┏━━

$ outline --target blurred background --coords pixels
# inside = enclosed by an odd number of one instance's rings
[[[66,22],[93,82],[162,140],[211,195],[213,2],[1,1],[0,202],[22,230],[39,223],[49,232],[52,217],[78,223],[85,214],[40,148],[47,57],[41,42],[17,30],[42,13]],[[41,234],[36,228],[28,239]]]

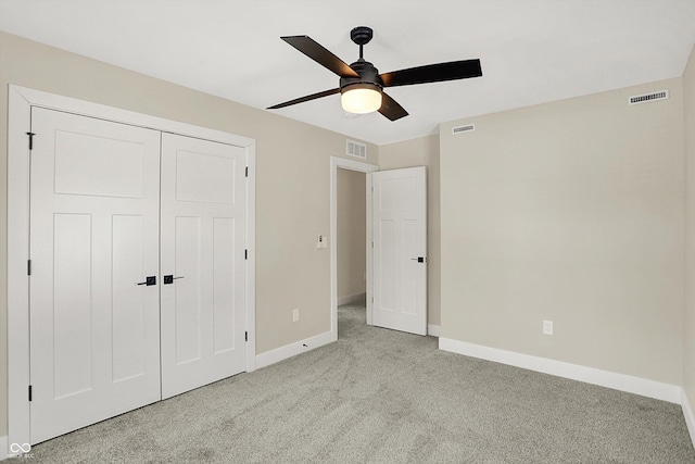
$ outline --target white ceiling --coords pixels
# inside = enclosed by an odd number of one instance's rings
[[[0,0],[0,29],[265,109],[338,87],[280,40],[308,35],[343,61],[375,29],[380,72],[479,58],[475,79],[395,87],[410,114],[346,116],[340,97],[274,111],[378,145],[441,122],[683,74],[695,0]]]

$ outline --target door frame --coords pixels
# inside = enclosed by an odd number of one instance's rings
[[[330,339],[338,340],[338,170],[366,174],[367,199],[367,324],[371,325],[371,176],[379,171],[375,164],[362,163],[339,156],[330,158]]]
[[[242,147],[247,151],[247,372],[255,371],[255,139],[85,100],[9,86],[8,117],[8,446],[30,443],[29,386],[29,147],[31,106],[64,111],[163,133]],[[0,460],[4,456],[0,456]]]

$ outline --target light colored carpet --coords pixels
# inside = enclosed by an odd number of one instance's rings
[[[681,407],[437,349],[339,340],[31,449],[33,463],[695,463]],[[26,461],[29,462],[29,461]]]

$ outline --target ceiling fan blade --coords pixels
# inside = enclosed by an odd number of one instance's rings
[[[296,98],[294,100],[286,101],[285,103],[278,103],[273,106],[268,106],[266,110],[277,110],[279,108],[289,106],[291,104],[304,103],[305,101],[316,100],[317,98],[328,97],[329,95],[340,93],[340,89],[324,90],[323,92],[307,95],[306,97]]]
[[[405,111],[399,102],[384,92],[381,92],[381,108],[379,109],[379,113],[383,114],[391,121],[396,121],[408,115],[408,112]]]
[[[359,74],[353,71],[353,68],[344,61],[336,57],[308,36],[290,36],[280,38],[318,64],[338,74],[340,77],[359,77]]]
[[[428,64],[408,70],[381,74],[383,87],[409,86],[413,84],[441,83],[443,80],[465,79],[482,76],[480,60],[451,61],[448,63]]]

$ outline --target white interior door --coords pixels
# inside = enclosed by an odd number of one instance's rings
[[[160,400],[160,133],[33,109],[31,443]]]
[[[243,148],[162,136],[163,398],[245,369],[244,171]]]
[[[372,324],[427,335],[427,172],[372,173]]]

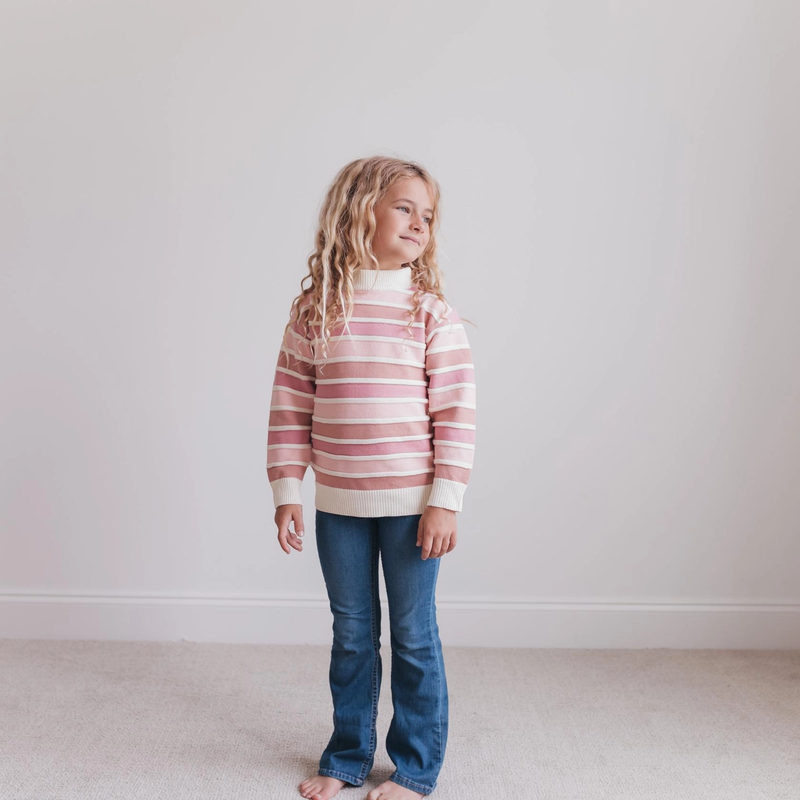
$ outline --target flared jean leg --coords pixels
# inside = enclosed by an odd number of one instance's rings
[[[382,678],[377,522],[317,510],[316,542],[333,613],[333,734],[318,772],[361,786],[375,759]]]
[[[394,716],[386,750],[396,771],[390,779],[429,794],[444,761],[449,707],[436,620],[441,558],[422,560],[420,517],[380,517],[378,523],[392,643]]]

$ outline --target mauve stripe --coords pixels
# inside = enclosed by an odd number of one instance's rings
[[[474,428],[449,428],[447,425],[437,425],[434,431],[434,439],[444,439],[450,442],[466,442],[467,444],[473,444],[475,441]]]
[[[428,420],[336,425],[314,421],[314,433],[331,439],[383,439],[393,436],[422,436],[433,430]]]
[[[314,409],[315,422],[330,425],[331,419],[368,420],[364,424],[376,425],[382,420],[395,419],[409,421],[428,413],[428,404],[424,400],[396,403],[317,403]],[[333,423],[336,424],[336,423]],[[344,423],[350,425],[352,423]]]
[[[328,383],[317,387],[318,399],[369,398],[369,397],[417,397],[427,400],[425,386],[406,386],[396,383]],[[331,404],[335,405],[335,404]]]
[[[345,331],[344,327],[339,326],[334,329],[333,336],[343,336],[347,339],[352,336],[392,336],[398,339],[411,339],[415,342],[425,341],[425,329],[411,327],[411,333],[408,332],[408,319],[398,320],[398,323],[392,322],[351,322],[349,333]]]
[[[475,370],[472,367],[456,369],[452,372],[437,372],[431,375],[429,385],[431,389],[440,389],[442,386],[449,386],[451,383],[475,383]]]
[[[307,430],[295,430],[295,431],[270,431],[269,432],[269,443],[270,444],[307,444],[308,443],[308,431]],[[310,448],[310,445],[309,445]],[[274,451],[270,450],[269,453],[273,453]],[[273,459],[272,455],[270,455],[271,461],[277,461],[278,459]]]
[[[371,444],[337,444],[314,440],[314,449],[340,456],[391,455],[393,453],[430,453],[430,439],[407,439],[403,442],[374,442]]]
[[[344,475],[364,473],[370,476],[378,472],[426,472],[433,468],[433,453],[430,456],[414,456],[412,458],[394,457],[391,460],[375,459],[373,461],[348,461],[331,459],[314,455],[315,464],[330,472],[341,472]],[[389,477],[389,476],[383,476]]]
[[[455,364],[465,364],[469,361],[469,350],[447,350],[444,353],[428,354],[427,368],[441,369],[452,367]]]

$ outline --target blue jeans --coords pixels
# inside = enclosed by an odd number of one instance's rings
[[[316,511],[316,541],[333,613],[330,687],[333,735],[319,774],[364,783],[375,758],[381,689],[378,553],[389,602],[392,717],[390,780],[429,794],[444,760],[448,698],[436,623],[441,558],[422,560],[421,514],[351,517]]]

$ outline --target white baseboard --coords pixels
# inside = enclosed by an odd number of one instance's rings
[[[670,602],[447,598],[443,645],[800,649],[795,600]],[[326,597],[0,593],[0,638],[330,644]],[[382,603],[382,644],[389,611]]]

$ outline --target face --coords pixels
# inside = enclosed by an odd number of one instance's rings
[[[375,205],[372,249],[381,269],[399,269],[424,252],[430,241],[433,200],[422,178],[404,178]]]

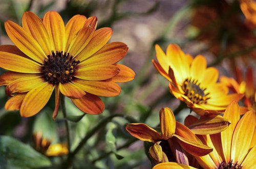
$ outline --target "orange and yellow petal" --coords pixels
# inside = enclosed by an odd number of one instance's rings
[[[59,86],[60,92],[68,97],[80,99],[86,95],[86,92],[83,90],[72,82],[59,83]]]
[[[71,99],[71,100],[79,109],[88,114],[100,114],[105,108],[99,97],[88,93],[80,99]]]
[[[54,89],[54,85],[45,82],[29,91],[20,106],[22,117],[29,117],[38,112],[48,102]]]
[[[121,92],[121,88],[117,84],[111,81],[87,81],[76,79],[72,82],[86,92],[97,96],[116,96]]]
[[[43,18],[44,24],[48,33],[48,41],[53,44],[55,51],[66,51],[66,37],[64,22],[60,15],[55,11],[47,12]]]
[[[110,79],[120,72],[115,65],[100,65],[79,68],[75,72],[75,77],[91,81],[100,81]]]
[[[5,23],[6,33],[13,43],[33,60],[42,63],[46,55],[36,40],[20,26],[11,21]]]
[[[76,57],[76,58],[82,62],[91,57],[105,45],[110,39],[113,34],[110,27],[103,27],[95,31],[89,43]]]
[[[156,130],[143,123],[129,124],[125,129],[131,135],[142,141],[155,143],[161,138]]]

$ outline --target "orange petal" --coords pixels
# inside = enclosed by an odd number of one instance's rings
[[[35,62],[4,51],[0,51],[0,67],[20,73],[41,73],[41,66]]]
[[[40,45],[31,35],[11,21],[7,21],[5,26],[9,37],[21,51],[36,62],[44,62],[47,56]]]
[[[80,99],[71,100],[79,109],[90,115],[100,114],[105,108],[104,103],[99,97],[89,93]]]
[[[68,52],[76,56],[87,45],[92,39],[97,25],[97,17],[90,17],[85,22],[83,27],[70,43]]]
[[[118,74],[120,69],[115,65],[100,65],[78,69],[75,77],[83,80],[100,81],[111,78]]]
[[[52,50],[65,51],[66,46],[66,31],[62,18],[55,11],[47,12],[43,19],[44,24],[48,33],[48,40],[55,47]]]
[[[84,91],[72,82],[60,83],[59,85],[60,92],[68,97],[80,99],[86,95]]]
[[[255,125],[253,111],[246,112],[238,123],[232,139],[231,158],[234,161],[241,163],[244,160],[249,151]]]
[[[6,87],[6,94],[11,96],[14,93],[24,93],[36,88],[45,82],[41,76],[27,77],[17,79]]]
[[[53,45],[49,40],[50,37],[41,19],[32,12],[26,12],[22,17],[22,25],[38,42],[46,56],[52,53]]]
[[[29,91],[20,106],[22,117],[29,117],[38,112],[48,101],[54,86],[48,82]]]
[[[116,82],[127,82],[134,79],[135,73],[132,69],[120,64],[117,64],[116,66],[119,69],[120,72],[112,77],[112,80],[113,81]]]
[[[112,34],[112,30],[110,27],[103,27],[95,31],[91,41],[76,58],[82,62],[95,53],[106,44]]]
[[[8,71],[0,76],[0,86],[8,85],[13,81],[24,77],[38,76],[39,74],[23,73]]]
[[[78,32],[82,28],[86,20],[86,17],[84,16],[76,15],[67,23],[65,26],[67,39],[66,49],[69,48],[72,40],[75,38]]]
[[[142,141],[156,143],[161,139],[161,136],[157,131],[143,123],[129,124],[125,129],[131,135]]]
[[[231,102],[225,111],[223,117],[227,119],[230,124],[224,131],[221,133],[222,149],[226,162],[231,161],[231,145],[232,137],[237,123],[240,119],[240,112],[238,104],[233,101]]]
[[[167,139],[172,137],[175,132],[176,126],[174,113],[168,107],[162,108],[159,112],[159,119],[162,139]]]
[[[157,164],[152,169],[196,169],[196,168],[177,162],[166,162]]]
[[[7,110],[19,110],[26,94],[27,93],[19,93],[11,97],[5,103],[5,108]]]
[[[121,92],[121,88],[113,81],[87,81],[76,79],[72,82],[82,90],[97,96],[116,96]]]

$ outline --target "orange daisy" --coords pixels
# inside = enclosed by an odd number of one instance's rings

┗━━
┏━━

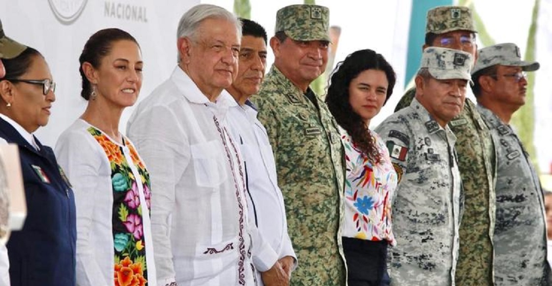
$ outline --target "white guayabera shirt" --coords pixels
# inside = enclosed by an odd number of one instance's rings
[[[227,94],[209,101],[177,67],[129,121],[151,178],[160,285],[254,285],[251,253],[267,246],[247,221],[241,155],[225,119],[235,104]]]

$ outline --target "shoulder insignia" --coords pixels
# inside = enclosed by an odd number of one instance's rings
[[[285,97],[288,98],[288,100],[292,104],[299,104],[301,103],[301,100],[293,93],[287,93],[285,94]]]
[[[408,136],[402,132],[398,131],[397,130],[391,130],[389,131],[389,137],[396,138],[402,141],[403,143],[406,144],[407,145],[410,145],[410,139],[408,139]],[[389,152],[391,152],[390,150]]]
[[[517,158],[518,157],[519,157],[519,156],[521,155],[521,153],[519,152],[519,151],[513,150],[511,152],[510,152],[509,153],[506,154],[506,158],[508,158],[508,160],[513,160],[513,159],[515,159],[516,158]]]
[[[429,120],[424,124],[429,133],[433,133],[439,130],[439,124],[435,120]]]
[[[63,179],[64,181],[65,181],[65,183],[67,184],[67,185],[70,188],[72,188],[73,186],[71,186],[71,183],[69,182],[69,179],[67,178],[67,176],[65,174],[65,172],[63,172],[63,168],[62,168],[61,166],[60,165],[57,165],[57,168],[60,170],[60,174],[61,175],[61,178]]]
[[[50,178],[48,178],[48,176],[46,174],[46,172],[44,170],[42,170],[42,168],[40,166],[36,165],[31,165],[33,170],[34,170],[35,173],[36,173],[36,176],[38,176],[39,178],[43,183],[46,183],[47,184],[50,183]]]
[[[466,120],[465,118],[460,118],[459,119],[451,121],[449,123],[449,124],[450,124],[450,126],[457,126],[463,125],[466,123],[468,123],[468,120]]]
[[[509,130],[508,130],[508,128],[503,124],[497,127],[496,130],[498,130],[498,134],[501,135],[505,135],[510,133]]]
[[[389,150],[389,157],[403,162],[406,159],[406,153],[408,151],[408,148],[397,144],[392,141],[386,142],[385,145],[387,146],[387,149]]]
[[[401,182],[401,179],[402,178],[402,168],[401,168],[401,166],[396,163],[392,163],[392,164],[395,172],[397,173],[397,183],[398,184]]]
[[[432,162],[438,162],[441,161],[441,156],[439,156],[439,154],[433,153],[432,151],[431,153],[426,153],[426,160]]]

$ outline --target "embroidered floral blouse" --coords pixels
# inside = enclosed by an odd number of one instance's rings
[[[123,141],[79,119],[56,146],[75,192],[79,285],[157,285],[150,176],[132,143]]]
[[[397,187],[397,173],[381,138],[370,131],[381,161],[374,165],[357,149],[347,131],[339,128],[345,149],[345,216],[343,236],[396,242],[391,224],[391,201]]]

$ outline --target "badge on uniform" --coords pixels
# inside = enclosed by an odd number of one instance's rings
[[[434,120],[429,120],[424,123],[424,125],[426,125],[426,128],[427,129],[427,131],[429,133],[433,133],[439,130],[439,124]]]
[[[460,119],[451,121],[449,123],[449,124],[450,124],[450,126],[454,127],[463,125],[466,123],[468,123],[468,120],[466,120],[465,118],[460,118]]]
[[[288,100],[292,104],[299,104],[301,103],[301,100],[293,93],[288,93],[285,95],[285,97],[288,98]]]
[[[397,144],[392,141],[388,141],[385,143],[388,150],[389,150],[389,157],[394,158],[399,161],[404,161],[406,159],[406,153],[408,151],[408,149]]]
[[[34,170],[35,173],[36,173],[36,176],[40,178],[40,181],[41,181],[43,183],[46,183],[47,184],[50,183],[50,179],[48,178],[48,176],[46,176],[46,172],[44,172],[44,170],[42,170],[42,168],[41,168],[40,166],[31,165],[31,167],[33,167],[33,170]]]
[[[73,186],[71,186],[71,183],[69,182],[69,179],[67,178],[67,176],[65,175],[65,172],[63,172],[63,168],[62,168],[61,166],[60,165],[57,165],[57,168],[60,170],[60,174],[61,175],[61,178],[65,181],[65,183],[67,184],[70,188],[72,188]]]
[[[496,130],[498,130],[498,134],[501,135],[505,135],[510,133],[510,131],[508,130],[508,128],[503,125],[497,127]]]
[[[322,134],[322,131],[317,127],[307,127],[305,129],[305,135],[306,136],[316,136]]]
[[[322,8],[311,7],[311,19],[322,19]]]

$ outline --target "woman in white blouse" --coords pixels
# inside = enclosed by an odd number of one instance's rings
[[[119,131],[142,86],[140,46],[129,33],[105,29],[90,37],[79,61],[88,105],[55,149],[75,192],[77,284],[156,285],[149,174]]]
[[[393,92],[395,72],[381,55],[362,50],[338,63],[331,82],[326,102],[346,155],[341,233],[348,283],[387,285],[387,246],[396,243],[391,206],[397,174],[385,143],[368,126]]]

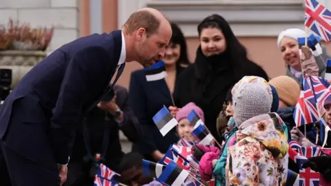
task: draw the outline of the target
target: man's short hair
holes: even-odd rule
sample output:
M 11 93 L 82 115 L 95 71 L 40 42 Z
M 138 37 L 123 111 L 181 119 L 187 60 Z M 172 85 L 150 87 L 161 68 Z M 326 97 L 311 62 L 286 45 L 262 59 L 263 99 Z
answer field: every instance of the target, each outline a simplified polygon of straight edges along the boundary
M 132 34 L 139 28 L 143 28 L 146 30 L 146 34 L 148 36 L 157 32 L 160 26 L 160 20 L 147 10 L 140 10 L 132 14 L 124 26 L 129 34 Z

┗━━

• WORK TO COMPLETE: Repeat the part above that opens with the line containing "door --coords pixels" and closes with the line containing "[[[372,324],[427,335],[427,172],[372,173]]]", both lines included. Keep the requests unchanged, but reduce every pixel coordinate in the answers by 138.

• RESULT FOR THIS EXERCISE:
$ outline --target white interior door --coords pixels
# inside = enclosed by an odd number of one instance's rings
[[[22,262],[22,-5],[-105,-29],[-107,305]]]
[[[105,10],[24,-2],[25,260],[107,231],[106,33]]]
[[[234,186],[289,197],[289,34],[234,35]]]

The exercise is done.